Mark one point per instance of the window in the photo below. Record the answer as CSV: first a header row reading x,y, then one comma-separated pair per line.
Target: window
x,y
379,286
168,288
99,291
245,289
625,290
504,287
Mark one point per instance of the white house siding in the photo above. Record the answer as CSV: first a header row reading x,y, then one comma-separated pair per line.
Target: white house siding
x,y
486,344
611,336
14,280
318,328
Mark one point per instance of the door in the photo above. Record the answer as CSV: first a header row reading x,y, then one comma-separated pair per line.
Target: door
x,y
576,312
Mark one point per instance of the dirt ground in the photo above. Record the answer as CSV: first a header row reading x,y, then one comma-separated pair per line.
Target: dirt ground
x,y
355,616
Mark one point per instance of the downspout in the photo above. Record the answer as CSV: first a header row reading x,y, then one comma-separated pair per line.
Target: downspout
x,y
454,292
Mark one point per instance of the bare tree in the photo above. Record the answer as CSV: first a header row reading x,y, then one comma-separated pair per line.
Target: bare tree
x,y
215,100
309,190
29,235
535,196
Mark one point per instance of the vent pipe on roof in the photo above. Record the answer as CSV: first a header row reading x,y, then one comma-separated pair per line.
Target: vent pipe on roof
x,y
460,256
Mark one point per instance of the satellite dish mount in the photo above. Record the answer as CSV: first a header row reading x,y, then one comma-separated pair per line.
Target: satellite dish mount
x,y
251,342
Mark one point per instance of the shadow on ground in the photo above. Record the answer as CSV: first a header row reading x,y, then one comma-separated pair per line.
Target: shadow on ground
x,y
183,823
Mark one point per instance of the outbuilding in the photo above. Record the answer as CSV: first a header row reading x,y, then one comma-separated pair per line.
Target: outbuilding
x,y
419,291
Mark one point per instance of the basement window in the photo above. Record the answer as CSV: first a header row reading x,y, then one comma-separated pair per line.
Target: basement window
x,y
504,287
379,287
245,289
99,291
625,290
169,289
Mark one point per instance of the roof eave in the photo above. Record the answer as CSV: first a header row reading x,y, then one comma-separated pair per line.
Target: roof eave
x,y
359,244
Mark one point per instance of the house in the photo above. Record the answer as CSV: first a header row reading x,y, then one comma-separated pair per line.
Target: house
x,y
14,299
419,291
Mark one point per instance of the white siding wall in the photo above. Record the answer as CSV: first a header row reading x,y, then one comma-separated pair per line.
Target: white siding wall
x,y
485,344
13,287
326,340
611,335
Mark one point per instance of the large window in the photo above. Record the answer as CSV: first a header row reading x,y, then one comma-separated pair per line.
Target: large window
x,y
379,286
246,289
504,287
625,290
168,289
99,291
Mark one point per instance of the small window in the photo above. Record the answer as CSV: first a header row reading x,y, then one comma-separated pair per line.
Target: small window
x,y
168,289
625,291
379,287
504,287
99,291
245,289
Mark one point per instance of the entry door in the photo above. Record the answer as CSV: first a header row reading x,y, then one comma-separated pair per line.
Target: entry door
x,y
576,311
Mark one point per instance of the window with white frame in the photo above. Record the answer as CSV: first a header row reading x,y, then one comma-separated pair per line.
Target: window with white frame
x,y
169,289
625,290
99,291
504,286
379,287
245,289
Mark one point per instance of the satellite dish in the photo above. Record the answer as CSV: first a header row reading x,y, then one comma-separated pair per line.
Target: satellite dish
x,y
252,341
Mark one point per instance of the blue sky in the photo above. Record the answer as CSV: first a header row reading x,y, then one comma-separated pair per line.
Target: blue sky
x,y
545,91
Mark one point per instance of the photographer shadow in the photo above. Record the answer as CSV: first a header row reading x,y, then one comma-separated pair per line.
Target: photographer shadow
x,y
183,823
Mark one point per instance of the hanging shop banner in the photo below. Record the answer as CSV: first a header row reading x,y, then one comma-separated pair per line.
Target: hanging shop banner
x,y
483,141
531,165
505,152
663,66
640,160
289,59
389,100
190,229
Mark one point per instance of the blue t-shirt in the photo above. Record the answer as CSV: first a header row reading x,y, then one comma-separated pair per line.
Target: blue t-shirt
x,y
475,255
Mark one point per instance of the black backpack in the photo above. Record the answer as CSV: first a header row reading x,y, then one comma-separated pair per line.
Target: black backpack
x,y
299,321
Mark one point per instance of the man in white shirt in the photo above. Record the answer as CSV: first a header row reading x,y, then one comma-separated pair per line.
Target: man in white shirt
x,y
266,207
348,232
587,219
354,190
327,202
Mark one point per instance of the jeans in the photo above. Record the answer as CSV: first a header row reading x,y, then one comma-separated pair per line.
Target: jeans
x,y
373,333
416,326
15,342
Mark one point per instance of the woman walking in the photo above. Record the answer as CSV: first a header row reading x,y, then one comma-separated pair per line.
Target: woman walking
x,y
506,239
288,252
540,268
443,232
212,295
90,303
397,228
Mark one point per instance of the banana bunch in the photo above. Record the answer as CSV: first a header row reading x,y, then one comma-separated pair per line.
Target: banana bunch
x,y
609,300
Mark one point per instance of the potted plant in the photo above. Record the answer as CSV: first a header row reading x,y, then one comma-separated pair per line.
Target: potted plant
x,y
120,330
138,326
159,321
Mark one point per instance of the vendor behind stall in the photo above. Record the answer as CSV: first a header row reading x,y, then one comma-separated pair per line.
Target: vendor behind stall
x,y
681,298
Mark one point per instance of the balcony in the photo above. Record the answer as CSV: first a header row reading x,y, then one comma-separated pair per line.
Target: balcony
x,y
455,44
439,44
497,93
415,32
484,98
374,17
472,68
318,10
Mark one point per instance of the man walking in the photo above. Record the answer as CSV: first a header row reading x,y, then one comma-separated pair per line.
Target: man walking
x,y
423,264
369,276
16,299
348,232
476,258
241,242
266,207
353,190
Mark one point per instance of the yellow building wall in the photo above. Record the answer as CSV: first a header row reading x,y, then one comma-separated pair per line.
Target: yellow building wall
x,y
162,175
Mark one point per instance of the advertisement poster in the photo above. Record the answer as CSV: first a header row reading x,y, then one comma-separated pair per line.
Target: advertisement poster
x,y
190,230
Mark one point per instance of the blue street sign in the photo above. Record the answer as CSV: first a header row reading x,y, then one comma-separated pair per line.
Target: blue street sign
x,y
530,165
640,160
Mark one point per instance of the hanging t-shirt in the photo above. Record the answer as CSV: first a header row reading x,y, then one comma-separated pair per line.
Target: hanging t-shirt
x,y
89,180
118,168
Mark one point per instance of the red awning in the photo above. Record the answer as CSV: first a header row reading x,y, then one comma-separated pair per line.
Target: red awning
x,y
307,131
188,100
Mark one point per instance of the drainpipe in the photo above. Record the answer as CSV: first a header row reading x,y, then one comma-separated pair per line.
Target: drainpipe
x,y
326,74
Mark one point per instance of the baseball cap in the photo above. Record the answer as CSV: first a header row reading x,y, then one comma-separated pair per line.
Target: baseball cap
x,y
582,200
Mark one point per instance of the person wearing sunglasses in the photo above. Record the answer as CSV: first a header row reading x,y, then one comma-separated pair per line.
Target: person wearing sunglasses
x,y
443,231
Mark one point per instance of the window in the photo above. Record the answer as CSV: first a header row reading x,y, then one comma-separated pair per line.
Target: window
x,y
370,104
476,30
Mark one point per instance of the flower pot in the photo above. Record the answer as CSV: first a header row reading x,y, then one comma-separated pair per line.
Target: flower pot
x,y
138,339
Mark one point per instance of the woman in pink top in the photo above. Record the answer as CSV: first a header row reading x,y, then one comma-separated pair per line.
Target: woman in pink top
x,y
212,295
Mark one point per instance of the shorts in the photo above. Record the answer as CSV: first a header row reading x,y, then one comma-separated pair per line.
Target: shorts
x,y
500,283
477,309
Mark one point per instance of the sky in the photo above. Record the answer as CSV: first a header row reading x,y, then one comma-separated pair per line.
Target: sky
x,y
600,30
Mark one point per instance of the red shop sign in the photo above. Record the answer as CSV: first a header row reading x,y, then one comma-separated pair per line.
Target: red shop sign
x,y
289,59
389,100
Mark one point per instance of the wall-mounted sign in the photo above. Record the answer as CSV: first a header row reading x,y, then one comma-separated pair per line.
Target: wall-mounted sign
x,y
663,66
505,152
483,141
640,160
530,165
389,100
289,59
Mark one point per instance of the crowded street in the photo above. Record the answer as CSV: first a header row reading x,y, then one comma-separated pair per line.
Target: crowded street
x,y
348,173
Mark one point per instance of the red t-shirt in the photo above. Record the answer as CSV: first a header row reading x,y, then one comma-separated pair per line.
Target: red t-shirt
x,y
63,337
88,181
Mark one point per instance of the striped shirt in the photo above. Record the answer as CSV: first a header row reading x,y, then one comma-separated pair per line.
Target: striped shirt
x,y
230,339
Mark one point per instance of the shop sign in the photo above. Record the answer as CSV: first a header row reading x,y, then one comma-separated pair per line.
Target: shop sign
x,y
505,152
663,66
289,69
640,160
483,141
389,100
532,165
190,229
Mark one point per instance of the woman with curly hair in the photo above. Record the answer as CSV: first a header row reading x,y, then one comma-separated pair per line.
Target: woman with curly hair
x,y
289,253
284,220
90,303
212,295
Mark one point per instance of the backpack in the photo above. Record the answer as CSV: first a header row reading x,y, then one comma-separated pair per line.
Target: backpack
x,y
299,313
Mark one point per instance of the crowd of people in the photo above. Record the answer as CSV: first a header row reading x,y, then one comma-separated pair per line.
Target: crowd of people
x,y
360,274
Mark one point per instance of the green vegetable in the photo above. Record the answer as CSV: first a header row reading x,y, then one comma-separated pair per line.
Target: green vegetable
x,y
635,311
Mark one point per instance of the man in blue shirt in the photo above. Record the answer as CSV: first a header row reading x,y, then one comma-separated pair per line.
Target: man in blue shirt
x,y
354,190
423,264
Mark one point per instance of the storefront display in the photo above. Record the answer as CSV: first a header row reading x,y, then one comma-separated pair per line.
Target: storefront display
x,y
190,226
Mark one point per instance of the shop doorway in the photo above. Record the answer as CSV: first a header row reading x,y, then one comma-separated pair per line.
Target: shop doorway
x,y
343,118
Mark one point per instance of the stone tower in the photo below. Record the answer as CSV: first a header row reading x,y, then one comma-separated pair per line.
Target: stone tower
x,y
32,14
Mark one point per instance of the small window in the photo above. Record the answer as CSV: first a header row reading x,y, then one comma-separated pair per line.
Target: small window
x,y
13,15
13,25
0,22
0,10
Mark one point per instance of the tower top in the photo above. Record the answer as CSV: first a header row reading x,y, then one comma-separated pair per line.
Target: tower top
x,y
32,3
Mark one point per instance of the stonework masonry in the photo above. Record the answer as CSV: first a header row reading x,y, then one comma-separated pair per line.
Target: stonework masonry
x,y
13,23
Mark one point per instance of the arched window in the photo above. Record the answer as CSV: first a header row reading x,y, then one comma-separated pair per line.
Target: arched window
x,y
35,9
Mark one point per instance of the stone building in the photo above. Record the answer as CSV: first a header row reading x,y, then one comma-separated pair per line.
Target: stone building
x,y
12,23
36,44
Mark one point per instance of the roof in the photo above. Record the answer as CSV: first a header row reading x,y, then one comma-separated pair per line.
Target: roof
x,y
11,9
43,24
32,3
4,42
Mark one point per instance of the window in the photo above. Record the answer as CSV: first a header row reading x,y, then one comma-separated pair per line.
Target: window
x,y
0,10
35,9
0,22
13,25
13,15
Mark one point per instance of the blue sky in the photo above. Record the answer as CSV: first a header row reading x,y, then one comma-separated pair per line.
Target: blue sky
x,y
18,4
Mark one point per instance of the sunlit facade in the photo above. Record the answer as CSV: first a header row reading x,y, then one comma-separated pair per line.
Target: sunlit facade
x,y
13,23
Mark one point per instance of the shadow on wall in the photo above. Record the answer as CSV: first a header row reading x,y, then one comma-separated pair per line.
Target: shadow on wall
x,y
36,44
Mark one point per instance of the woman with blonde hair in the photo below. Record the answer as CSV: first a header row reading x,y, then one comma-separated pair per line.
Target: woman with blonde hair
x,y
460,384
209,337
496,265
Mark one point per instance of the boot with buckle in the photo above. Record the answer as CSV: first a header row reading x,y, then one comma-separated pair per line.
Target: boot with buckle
• • • • •
All lines in the listing above between the line with "Mark one point per instance of the woman walking" and the line with "Mark one point per instance of the vendor", inclusive, should be set down exactly, and no line outside that range.

ANSWER AREA
Mark one point per instance of the woman walking in the photo above. Record the answer as CSV: first a header row reading x,y, then one comma-separated pair per line.
Target: woman walking
x,y
506,239
288,252
540,268
443,232
212,295
90,303
397,228
Mark one point per instance of the banana bunch in the photo above. Record the answer as CSV: first a header row reading x,y, then one comma-separated pair per line.
Target: banana bunch
x,y
609,300
Mark one point per instance of the potted plant in the photo above. Record the answer as CSV: first a header row reading x,y, then one comma-separated pair per line.
Target: potted plant
x,y
120,330
138,326
159,321
Mark one point per instance of the vendor behind stall in the photo above. Record the answer as CSV: first a header row reading x,y, then one comma-separated pair per line.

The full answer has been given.